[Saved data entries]
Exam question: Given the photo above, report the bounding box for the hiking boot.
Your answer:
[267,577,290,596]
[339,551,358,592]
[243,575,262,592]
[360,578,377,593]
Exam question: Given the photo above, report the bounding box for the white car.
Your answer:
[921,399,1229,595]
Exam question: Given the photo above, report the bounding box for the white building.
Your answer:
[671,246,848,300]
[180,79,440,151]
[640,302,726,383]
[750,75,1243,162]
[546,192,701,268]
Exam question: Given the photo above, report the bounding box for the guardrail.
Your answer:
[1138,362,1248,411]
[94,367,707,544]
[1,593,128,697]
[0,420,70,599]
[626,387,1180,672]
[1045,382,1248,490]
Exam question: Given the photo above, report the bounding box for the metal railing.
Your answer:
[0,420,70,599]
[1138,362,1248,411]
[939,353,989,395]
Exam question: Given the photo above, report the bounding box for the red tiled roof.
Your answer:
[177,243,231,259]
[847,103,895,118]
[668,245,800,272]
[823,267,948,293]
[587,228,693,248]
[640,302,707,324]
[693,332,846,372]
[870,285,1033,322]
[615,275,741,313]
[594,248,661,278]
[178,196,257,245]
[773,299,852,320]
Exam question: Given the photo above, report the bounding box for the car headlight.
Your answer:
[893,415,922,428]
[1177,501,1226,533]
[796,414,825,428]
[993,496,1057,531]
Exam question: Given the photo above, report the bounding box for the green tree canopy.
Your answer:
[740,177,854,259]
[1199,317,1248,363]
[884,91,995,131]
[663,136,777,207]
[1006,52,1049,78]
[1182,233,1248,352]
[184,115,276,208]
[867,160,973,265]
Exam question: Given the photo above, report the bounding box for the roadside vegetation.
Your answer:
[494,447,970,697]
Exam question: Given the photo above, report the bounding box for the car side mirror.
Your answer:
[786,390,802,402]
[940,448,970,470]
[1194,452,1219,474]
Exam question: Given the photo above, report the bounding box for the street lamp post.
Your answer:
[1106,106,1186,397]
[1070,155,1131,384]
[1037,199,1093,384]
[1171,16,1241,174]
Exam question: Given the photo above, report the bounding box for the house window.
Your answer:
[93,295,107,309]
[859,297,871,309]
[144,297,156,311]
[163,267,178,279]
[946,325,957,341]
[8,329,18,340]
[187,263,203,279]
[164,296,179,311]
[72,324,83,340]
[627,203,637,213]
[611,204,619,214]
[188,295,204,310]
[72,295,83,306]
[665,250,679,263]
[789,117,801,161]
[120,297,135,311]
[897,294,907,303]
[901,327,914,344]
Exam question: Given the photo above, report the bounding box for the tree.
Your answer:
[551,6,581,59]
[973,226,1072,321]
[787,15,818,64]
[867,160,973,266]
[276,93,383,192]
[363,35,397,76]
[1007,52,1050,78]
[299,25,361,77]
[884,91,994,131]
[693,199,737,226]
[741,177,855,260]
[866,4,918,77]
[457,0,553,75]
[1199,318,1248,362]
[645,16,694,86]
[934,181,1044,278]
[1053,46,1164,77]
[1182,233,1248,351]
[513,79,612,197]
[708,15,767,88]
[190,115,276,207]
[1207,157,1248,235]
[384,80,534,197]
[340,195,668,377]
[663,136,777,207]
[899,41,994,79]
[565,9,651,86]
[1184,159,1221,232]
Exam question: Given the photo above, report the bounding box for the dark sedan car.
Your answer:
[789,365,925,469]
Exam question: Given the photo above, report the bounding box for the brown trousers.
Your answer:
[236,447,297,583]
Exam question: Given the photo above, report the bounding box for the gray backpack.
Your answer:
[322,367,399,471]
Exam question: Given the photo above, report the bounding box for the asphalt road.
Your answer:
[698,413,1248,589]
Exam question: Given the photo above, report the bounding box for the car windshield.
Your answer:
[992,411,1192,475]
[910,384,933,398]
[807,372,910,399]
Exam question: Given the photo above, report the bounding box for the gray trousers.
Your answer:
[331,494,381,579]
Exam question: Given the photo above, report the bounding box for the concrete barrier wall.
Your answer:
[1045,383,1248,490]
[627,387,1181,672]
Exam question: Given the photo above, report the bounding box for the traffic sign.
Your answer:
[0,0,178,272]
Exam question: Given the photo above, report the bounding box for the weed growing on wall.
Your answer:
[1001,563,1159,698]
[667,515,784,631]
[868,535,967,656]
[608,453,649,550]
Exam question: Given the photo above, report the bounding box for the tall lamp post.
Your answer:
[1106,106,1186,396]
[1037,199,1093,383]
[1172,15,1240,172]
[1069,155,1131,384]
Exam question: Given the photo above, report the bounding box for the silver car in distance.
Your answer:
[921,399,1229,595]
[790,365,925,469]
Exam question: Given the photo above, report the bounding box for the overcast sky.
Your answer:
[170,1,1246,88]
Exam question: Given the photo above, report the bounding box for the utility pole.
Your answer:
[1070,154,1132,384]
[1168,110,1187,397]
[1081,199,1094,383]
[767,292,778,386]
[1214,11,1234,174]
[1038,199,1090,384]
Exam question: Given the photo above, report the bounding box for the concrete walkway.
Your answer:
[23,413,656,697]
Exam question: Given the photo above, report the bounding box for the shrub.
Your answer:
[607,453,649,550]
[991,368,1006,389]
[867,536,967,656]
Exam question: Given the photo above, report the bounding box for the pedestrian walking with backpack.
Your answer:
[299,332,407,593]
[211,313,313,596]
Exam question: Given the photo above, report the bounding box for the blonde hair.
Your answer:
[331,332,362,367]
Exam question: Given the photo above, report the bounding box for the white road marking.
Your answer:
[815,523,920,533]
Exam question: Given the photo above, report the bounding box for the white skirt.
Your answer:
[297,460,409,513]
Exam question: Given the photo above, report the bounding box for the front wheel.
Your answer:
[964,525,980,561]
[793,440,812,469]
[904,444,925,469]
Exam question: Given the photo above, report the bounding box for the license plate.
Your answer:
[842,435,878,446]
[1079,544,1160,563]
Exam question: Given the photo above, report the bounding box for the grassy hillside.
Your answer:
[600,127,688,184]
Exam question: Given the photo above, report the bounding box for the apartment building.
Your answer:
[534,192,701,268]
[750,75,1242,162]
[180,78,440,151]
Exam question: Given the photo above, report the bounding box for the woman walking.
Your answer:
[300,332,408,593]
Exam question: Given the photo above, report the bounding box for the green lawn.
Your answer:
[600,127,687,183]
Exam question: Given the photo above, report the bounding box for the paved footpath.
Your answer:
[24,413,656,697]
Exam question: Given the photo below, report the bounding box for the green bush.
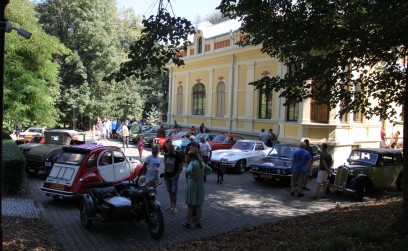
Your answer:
[2,130,12,140]
[324,236,353,251]
[341,222,383,241]
[2,139,26,195]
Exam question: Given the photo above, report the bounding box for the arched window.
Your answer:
[258,79,272,119]
[177,85,183,114]
[197,37,203,54]
[216,82,225,117]
[192,83,205,115]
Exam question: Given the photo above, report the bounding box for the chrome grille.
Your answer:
[334,166,349,186]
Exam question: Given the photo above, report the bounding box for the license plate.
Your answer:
[50,183,65,190]
[260,174,273,179]
[45,161,52,167]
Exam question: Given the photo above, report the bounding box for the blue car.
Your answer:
[172,133,216,153]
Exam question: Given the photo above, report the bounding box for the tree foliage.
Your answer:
[218,0,408,231]
[4,0,68,130]
[219,0,407,120]
[110,1,195,81]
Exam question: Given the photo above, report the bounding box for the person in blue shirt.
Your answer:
[111,119,118,139]
[291,142,312,197]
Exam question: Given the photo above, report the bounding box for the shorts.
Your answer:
[165,176,179,194]
[316,170,329,184]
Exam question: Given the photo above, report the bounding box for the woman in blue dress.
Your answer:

TASK INSTRUCTIONS
For your answer, write out the data exactly and drop every picture.

SOLVED PROBLEM
Exam question: Given the photo above, report the bounding box for the hiking boot.
Your answer:
[267,577,290,596]
[339,551,358,592]
[243,575,262,592]
[360,578,377,593]
Exam question: Given the photo above, report the bounding box for the white car.
Your answer:
[921,399,1229,595]
Exam question: Given the photo above, report the bounding box for the white building.
Your answer:
[671,246,848,300]
[180,79,440,151]
[640,302,726,383]
[750,75,1243,162]
[546,192,701,268]
Exam question: Given the photo above, report the bounding box for the guardrail.
Your answer:
[1138,362,1248,411]
[94,367,707,544]
[1,593,128,697]
[0,420,70,599]
[626,387,1180,672]
[1045,382,1248,490]
Exam question: Given the photo above, report the bounding box for the metal railing.
Your answer:
[0,420,70,599]
[1138,362,1248,411]
[939,353,989,395]
Exam question: Given the photo above, report the bounding box for the red tiled roof.
Your answer:
[177,243,231,259]
[847,103,895,118]
[668,245,800,272]
[823,267,948,293]
[587,228,693,248]
[640,302,707,324]
[693,332,846,372]
[870,285,1033,322]
[615,275,741,313]
[594,248,661,278]
[178,196,257,245]
[773,299,852,320]
Exam question: Given the photo above, report the bounding box for the car headlight.
Your answer:
[893,415,922,428]
[1177,501,1226,533]
[796,414,825,428]
[993,496,1057,531]
Exam question: Given the photo above, report the bounding box for the green tree canopy.
Your answer:
[740,177,854,259]
[1199,317,1248,363]
[884,91,995,131]
[663,136,777,207]
[1006,52,1049,78]
[1182,233,1248,352]
[184,115,276,208]
[867,160,973,265]
Exam question: Given the photo above, report the bounding box for the roadside vegetation.
Your answer:
[494,447,970,697]
Exam question: Given the photo above, report the bounding box for the car side mirror.
Your answer:
[786,390,802,402]
[940,448,970,470]
[1194,452,1219,474]
Exam question: Given the photo above, report the bounding box for the street lamp post.
Your answer:
[1106,106,1186,397]
[1070,155,1131,384]
[1037,199,1093,384]
[1171,16,1241,174]
Exam question: Given the photo above, report the bounding box for the house window.
Your answer:
[93,295,107,309]
[859,297,871,309]
[144,297,156,311]
[163,267,178,279]
[946,325,957,341]
[8,329,18,340]
[187,263,203,279]
[164,296,179,311]
[72,324,83,340]
[627,203,637,213]
[611,204,619,214]
[188,295,204,310]
[72,295,83,306]
[665,250,679,263]
[789,117,801,161]
[120,297,135,311]
[897,294,907,303]
[901,327,914,344]
Exam question: Given the photo above, report the bounding box for the tree.
Your answer:
[551,6,581,59]
[973,226,1072,321]
[787,15,818,64]
[867,160,973,266]
[276,93,383,192]
[363,35,397,76]
[1007,52,1050,78]
[299,25,361,77]
[884,91,994,131]
[693,199,737,226]
[741,177,855,260]
[866,4,918,77]
[457,0,553,75]
[1199,318,1248,362]
[645,16,694,86]
[934,181,1044,278]
[1053,46,1164,77]
[1182,233,1248,351]
[513,79,612,197]
[708,15,767,88]
[190,115,276,207]
[1207,157,1248,235]
[384,80,534,197]
[340,195,668,377]
[663,136,777,207]
[899,41,994,79]
[565,9,651,86]
[1184,159,1221,232]
Exam question: Given the photo above, report the bounding box for the dark sedan car.
Your answer:
[789,365,925,469]
Exam question: Given the photo above, report the bounding box for the brown trousers.
Your answer:
[236,447,297,583]
Exam question: Given the photo above, report the bounding box for the gray backpack.
Your answer:
[322,367,399,471]
Exam question: Given the photo above, report the bounding box for the asphalt road.
Your answer:
[698,413,1248,589]
Exam question: Given the photo above, report the bounding box for the car windshield.
Your answer:
[992,411,1192,475]
[910,384,933,398]
[807,372,910,399]
Exam question: Given the photo above, report the bounding box for the gray trousers.
Your answer:
[331,494,381,579]
Exam question: Given the photo above, report the bounding box for the concrete barrier wall.
Your answer:
[1045,383,1248,490]
[627,387,1181,672]
Exam question: Given the photo above, report the bounding box for the traffic sign.
Your answer:
[0,0,178,272]
Exam question: Given the photo above, report the bounding box for the weed growing on wall.
Your answer:
[1001,563,1159,698]
[667,515,784,631]
[868,535,967,656]
[608,453,649,550]
Exam question: Given the photo above, report the bounding box for the tall lamp post.
Your answer:
[1106,106,1186,396]
[1037,199,1093,383]
[1172,15,1240,172]
[1069,155,1131,384]
Exam question: Given the photo above, report the bounding box for the silver car in distance.
Your answer:
[921,399,1229,595]
[790,365,925,469]
Exam question: Given the photo above, report the bounding box for the overcast sky.
Your answer:
[170,1,1246,88]
Exam question: Given the photo above, report the bounding box for the utility pole.
Your answer:
[1070,154,1132,384]
[1168,110,1187,397]
[1081,199,1094,383]
[767,292,778,386]
[1214,11,1234,174]
[1038,199,1090,384]
Exam question: Given the photo above, report the bounding box for the concrete walkway.
Your answer:
[23,413,656,697]
Exam question: Given the photo above, report the bounding box for the shrub.
Your answer:
[607,453,649,550]
[991,368,1006,389]
[867,536,967,656]
Exam question: Given the photo above, report the bounding box for the pedestrian walking with backpack.
Your answer:
[299,332,407,593]
[211,313,313,596]
Exam question: Given the photo above, report the bounding box for the blonde hair.
Your answer:
[331,332,362,367]
Exam question: Given the photo above, report the bounding box for the white road marking.
Your answer:
[815,523,920,533]
Exam question: Given the photo above, report the bounding box for the white skirt.
Your answer:
[297,460,409,513]
Exam question: Given the photo above, report the bounding box for the front wheel.
Your answer:
[964,525,980,561]
[793,440,812,469]
[904,444,925,469]
Exam question: Given the photo above, report the bounding box for the license plate.
Your answer:
[842,435,878,446]
[1079,544,1160,563]
Exam question: Given the photo above, report the bounding box for the grassy hillside.
Your answer:
[600,127,688,184]
Exam question: Given the photo above, report the bounding box for the apartment building.
Your answer:
[534,192,701,268]
[750,75,1242,162]
[180,78,440,151]
Exam question: Given the photo above, report the bounding box for the woman walking.
Your answer:
[300,332,408,593]
Exam question: Given the photo above, report the bounding box for the green lawn.
Your answer:
[600,127,687,183]
Exam question: Given the photo above, report the bounding box for the paved footpath.
Your answer:
[24,413,656,697]
Exam question: Given the photo below, report the bounding box for the green bush.
Your answer:
[2,130,12,140]
[324,236,353,251]
[341,222,383,241]
[2,139,26,195]
Exam question: Given the photo above, report the bounding box for the arched window.
Your answer:
[258,79,272,119]
[177,85,183,114]
[197,37,203,54]
[216,82,225,117]
[192,83,205,115]
Exam question: Given the photo above, report the bounding box for the chrome grille.
Your answer:
[334,166,349,186]
Exam question: Given the photo above, report the bounding box for the license plate.
Your answer:
[50,183,65,190]
[260,174,273,179]
[45,161,52,167]
Exam question: Given the photo above, report the bounding box for the blue car.
Your answer:
[172,133,216,153]
Exam question: Given the photo above, report the bounding box for the tree foliage.
Your answer:
[218,0,408,231]
[4,0,68,130]
[219,0,407,120]
[110,1,195,81]
Exam question: Given the photo above, report the bounding box for the person in blue shirt.
Your answer:
[111,119,118,139]
[291,142,312,197]
Exam question: Given the photo above, report the bounding box for the shorts.
Your answer:
[165,176,179,194]
[316,170,329,184]
Exam question: Given the photo above, report the bounding box for the woman in blue dress.
Your answer:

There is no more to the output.